*** Opening Record set ***
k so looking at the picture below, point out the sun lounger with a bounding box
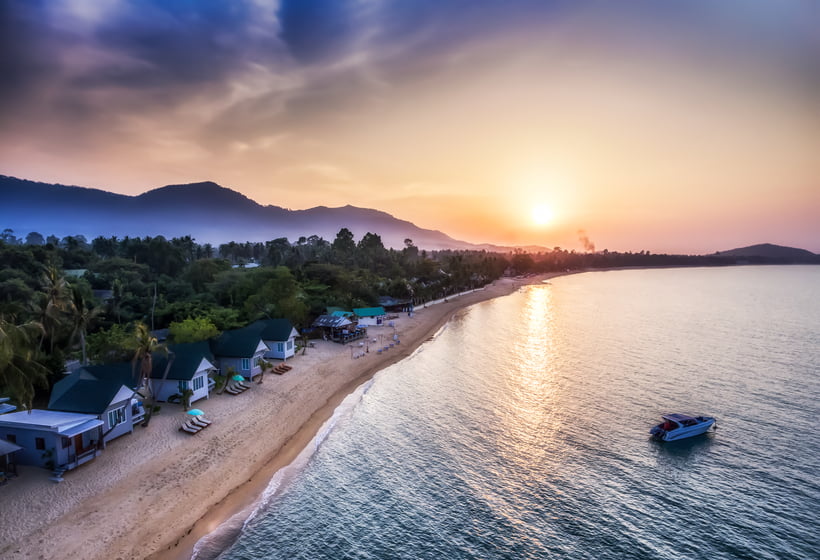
[225,382,245,394]
[179,421,202,434]
[191,417,211,428]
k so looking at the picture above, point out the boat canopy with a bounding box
[662,413,697,422]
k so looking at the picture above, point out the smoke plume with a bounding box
[577,229,595,253]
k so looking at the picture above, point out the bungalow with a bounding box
[48,363,144,445]
[248,319,299,360]
[210,326,269,381]
[0,410,103,471]
[353,306,387,326]
[150,341,216,404]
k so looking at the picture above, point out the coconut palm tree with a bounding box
[67,285,102,365]
[0,316,49,410]
[35,265,72,353]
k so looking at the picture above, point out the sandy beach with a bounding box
[0,274,560,560]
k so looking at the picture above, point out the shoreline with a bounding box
[154,276,554,560]
[0,273,564,560]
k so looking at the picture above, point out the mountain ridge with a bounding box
[0,175,509,251]
[2,175,817,258]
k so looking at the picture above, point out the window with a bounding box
[277,343,284,352]
[287,340,293,350]
[193,376,204,391]
[61,436,71,449]
[108,405,127,428]
[241,358,250,371]
[6,434,16,444]
[35,437,45,450]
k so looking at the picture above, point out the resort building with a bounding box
[48,363,145,445]
[210,326,269,381]
[312,314,367,343]
[0,410,103,471]
[248,319,299,360]
[150,341,216,404]
[353,306,387,326]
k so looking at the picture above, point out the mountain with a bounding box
[713,243,819,263]
[0,175,506,251]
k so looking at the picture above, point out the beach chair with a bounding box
[179,420,202,434]
[225,383,243,395]
[190,417,211,428]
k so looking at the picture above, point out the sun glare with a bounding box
[531,204,554,226]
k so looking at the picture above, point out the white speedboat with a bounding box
[649,413,716,442]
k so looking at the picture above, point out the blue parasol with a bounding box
[186,408,204,416]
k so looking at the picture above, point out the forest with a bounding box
[0,225,750,410]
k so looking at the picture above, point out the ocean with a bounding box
[205,266,820,560]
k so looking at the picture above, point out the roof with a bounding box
[210,326,268,358]
[330,310,354,318]
[353,307,386,317]
[49,363,138,415]
[0,410,102,434]
[0,403,17,415]
[247,319,298,342]
[0,439,22,455]
[378,296,411,307]
[151,341,215,381]
[662,413,697,422]
[312,315,352,328]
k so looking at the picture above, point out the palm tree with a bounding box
[0,316,49,410]
[131,322,165,426]
[257,359,272,384]
[67,286,102,365]
[35,265,71,353]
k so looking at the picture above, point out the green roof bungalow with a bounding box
[149,341,217,404]
[0,409,103,471]
[247,319,299,361]
[210,326,269,381]
[353,306,387,326]
[48,363,144,446]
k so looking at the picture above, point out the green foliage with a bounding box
[168,317,220,343]
[1,228,518,406]
[0,317,49,410]
[86,323,138,364]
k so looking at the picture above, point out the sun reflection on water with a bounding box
[497,286,564,468]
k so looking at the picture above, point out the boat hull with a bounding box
[650,416,716,442]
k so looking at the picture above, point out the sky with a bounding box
[1,0,818,254]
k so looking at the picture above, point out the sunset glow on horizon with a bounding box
[1,1,817,253]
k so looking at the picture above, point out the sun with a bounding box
[531,204,554,226]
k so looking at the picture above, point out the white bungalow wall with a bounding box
[150,358,214,404]
[263,329,298,360]
[101,385,136,444]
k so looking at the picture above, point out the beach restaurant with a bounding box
[312,314,368,343]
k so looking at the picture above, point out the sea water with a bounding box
[213,266,820,560]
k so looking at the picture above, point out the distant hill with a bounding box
[713,243,819,263]
[0,175,516,251]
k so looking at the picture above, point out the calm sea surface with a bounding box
[210,266,820,560]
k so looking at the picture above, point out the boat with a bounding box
[649,413,716,442]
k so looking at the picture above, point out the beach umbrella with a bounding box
[232,374,245,381]
[187,409,204,416]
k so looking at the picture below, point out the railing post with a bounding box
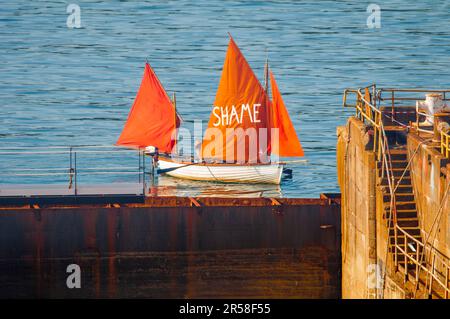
[394,225,398,268]
[142,150,146,196]
[392,179,397,223]
[391,91,395,124]
[74,151,77,196]
[138,148,141,183]
[379,127,384,163]
[445,132,450,158]
[68,147,74,189]
[429,253,436,297]
[343,90,347,107]
[373,113,378,154]
[416,113,419,131]
[416,242,420,284]
[446,134,448,158]
[372,84,376,107]
[404,233,408,283]
[445,264,449,299]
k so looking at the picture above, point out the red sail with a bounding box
[116,63,177,153]
[201,36,271,163]
[270,71,304,157]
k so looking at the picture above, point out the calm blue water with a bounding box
[0,0,449,197]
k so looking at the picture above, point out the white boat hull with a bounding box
[158,159,284,184]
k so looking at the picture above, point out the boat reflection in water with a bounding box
[149,174,282,198]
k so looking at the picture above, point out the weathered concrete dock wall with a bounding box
[338,115,450,299]
[407,134,450,258]
[0,197,340,298]
[337,117,412,299]
[337,117,377,298]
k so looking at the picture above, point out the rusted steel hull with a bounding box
[0,195,341,298]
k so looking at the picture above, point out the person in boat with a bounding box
[194,139,202,162]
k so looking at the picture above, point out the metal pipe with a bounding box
[74,152,77,196]
[142,150,146,196]
[138,149,141,183]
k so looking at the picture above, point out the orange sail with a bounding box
[116,63,178,153]
[201,36,271,163]
[269,71,304,157]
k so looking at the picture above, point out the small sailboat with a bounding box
[117,35,304,185]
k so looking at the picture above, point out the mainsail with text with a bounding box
[201,36,272,163]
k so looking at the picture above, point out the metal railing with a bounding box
[378,88,450,108]
[343,85,395,172]
[344,85,400,259]
[343,85,383,160]
[343,86,450,298]
[441,130,450,159]
[378,88,450,158]
[0,145,152,196]
[394,225,450,298]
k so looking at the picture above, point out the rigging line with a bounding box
[205,164,220,182]
[393,139,432,193]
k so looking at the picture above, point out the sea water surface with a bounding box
[0,0,449,197]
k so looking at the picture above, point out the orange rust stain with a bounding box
[106,211,118,297]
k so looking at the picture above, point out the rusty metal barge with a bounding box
[0,191,341,298]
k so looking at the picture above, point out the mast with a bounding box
[202,35,272,163]
[264,57,269,94]
[173,91,178,155]
[264,57,272,159]
[172,91,177,109]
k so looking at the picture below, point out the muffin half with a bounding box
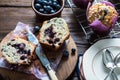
[39,18,70,51]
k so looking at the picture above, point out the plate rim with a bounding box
[82,38,120,80]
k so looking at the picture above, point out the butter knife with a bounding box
[27,30,58,80]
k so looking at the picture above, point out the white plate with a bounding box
[82,38,120,80]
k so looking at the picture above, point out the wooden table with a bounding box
[0,0,120,80]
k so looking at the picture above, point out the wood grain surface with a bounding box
[0,6,88,53]
[0,1,85,79]
[3,0,120,80]
[0,0,32,7]
[0,31,78,80]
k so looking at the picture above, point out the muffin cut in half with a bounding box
[0,37,36,65]
[39,18,70,51]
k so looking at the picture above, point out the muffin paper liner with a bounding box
[89,19,111,35]
[87,1,118,35]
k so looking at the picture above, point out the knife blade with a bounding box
[27,30,58,80]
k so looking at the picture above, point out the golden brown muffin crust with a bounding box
[88,3,118,27]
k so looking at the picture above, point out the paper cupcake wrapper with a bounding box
[87,1,118,35]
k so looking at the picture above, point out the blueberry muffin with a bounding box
[39,18,70,51]
[0,37,36,65]
[87,1,118,35]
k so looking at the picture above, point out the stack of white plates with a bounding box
[80,38,120,80]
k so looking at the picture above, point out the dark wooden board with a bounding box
[0,0,90,80]
[0,31,78,80]
[0,0,32,7]
[0,7,87,44]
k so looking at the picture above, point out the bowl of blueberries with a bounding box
[32,0,64,21]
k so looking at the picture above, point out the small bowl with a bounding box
[32,0,65,21]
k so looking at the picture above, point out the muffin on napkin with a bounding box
[0,37,36,65]
[87,1,118,35]
[39,18,70,51]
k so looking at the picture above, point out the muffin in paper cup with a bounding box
[87,1,118,35]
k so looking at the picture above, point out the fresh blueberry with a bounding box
[56,4,61,10]
[52,2,57,7]
[36,0,43,4]
[45,6,52,13]
[48,1,52,6]
[63,50,69,57]
[53,0,58,4]
[35,3,42,10]
[33,26,40,33]
[50,9,56,14]
[42,0,48,5]
[43,5,47,9]
[71,48,76,55]
[52,0,58,2]
[39,8,44,13]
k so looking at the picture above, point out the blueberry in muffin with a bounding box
[0,37,36,65]
[87,1,118,35]
[39,18,70,51]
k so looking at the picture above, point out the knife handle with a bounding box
[48,69,58,80]
[47,65,58,80]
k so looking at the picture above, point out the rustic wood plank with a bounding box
[0,0,69,7]
[0,7,36,30]
[0,0,120,80]
[0,8,82,32]
[0,8,78,30]
[0,0,32,7]
[0,7,88,47]
[0,1,93,80]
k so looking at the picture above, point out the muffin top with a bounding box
[88,2,118,27]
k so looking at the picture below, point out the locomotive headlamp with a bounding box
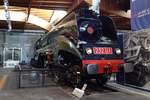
[79,21,94,35]
[86,48,93,54]
[115,48,121,55]
[87,26,94,34]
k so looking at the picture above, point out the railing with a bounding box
[15,65,56,88]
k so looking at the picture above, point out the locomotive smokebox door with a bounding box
[84,64,99,75]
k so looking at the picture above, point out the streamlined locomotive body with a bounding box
[34,8,124,86]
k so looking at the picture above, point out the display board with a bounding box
[131,0,150,31]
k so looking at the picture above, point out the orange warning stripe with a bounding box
[0,75,8,90]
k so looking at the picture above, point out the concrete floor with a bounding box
[0,87,75,100]
[1,88,150,100]
[81,92,150,100]
[0,67,150,100]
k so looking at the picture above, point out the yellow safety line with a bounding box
[0,75,8,90]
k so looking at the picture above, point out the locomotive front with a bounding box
[75,8,124,84]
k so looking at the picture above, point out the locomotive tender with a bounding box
[33,8,124,86]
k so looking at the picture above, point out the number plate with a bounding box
[93,47,113,54]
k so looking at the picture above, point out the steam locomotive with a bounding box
[33,8,124,86]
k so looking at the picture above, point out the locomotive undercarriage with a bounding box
[123,31,150,86]
[124,64,150,86]
[50,64,81,87]
[47,50,111,87]
[47,50,82,87]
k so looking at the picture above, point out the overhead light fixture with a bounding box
[50,10,67,24]
[91,0,101,14]
[3,0,12,31]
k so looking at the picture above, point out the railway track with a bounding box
[60,80,119,97]
[123,84,150,92]
[60,80,150,99]
[84,81,118,95]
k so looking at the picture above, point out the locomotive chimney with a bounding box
[91,0,101,14]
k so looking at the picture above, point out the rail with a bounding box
[123,84,150,92]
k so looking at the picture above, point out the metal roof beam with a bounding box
[26,0,32,21]
[100,0,130,18]
[68,0,92,12]
[34,0,72,4]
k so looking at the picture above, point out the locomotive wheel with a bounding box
[125,64,147,87]
[133,64,147,86]
[52,71,65,85]
[126,71,146,87]
[65,65,81,87]
[138,74,146,87]
[96,75,109,86]
[51,71,60,83]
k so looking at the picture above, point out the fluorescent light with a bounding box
[50,10,67,24]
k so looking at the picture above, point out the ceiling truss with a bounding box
[0,0,130,30]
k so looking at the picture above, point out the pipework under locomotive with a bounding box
[33,8,124,86]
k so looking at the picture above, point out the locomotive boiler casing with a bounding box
[35,29,82,64]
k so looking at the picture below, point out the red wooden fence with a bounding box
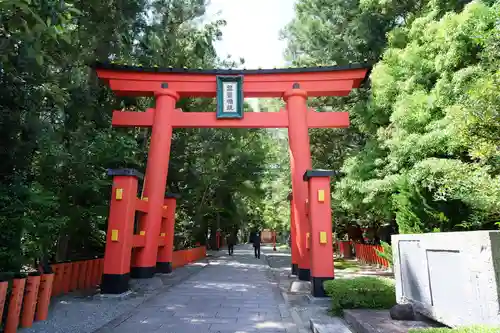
[0,246,206,332]
[353,243,389,268]
[172,246,207,269]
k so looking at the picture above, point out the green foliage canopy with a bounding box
[0,0,291,272]
[283,0,500,235]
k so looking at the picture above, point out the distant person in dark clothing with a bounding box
[227,233,236,255]
[253,231,261,259]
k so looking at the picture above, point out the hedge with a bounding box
[323,276,396,315]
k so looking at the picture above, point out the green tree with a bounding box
[1,0,281,271]
[283,0,500,237]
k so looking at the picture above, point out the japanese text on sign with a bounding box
[222,81,238,113]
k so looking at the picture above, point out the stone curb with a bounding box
[261,250,308,333]
[263,247,356,333]
[343,310,375,333]
[310,317,353,333]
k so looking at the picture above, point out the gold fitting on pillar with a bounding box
[319,231,327,244]
[318,190,325,202]
[139,230,146,236]
[111,229,119,241]
[142,197,148,202]
[115,188,123,200]
[160,233,166,237]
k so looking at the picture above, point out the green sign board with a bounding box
[216,76,244,119]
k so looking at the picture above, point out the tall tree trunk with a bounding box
[55,233,69,262]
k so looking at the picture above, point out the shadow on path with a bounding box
[96,245,297,333]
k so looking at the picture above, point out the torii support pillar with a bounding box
[304,170,335,297]
[156,193,180,274]
[288,192,299,276]
[285,86,312,281]
[101,168,143,294]
[131,89,179,279]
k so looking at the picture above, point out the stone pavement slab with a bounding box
[100,245,299,333]
[310,317,353,333]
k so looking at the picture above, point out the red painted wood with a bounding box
[307,176,334,279]
[171,109,288,128]
[35,273,54,321]
[96,67,368,98]
[78,261,87,290]
[132,91,177,272]
[112,109,154,127]
[135,198,148,213]
[62,263,72,294]
[103,175,137,275]
[5,277,26,333]
[132,235,146,248]
[70,262,80,291]
[307,110,350,128]
[289,196,299,270]
[112,109,350,129]
[172,247,206,269]
[157,197,176,266]
[0,281,7,325]
[51,264,63,296]
[107,78,356,97]
[286,89,312,276]
[91,259,101,287]
[96,68,367,82]
[20,275,41,328]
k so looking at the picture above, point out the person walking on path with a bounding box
[252,231,261,259]
[226,233,236,255]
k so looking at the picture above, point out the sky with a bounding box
[205,0,296,69]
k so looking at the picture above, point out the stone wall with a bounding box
[392,231,500,328]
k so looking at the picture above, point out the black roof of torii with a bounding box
[92,61,372,76]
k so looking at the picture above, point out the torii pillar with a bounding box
[285,84,313,281]
[156,194,179,273]
[288,192,299,275]
[130,90,178,278]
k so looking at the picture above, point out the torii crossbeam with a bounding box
[110,107,349,129]
[95,62,368,97]
[94,62,370,296]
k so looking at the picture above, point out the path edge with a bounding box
[92,258,210,333]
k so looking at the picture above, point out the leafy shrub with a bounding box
[323,276,396,315]
[375,241,393,267]
[409,326,500,333]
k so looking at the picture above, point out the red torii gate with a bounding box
[95,62,370,297]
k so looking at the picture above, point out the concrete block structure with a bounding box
[392,231,500,328]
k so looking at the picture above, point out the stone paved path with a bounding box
[104,245,297,333]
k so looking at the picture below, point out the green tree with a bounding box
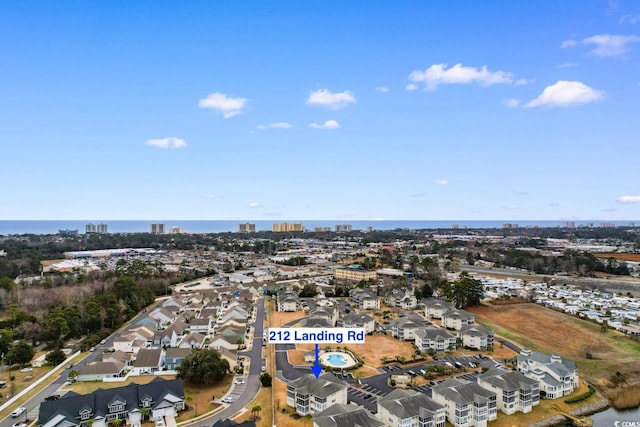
[260,372,272,387]
[177,349,229,385]
[7,341,35,366]
[0,277,15,291]
[442,273,485,308]
[46,348,67,366]
[251,405,262,420]
[0,329,14,355]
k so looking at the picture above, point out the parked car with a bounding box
[221,397,233,403]
[20,367,32,373]
[234,379,245,385]
[45,394,61,401]
[11,407,26,418]
[12,423,27,427]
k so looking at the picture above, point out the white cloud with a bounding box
[198,92,248,118]
[617,195,640,204]
[375,86,390,93]
[557,62,579,68]
[249,202,260,208]
[257,122,293,130]
[144,137,187,149]
[515,78,535,86]
[524,81,604,108]
[405,83,419,91]
[620,14,640,24]
[309,120,340,129]
[434,178,449,185]
[306,89,356,109]
[562,34,640,57]
[408,63,513,90]
[503,98,521,108]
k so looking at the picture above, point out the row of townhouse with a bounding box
[391,319,494,352]
[517,349,579,399]
[300,367,545,427]
[277,288,302,312]
[38,378,185,427]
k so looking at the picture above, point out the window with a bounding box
[80,411,91,421]
[110,404,125,413]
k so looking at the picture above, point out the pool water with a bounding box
[326,354,347,366]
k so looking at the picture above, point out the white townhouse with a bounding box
[286,373,348,416]
[414,327,457,354]
[277,289,301,312]
[377,389,446,427]
[459,324,494,351]
[477,368,540,414]
[384,287,417,309]
[341,312,375,334]
[390,319,421,341]
[424,298,455,319]
[517,349,579,399]
[442,309,475,331]
[349,288,380,310]
[432,378,498,427]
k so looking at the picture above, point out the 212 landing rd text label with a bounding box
[268,327,366,344]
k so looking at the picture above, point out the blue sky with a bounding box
[1,1,639,221]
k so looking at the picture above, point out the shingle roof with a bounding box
[288,373,347,399]
[378,389,444,420]
[313,403,385,427]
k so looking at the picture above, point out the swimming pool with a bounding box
[320,351,357,368]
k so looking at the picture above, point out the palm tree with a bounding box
[380,356,389,364]
[251,405,262,420]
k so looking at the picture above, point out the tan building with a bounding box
[272,222,304,232]
[150,223,166,234]
[335,266,376,281]
[238,223,256,232]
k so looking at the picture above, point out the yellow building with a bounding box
[272,222,305,232]
[334,266,377,281]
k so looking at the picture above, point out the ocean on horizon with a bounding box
[0,220,638,235]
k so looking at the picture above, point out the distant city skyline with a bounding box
[1,2,639,220]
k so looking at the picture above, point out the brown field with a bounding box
[232,383,273,427]
[468,303,640,387]
[296,334,417,369]
[595,253,640,262]
[270,310,305,328]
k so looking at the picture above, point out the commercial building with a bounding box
[334,224,352,232]
[334,265,376,281]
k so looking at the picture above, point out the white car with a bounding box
[11,407,26,418]
[20,367,32,372]
[234,379,245,385]
[221,397,233,403]
[12,423,27,427]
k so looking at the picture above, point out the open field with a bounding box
[297,334,417,369]
[232,383,272,427]
[468,303,640,387]
[594,253,640,262]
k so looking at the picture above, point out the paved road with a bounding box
[188,297,266,427]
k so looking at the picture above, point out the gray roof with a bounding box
[134,348,163,367]
[287,373,347,399]
[479,368,538,391]
[77,361,125,376]
[342,312,374,326]
[313,403,385,427]
[378,389,444,420]
[443,309,475,321]
[517,351,577,372]
[459,324,493,337]
[424,298,454,310]
[300,317,332,328]
[414,327,456,341]
[432,378,496,405]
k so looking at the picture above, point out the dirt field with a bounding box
[595,253,640,262]
[468,303,640,387]
[296,334,417,369]
[232,383,272,427]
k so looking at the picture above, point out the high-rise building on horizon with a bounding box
[335,224,352,232]
[272,222,304,232]
[86,223,97,233]
[169,226,184,234]
[87,223,109,234]
[150,223,166,234]
[97,223,108,233]
[238,223,256,233]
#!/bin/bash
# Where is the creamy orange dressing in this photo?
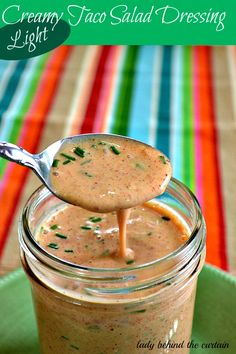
*** Closing Record set ***
§ **Your instructions**:
Write out each line exactly, from the one containing "k so looking at the picture above, point out the high-rise" through the end of the entries, and skip the pictures.

§ **Result for this task**:
k so looking at the picture above, point out the high-rise building on horizon with a bounding box
[335,224,352,232]
[272,222,304,232]
[86,223,97,233]
[169,226,184,234]
[87,223,109,234]
[150,223,166,234]
[97,223,108,233]
[238,223,256,233]
#!/bin/bash
# Where is the creamy orange dressing in this photo?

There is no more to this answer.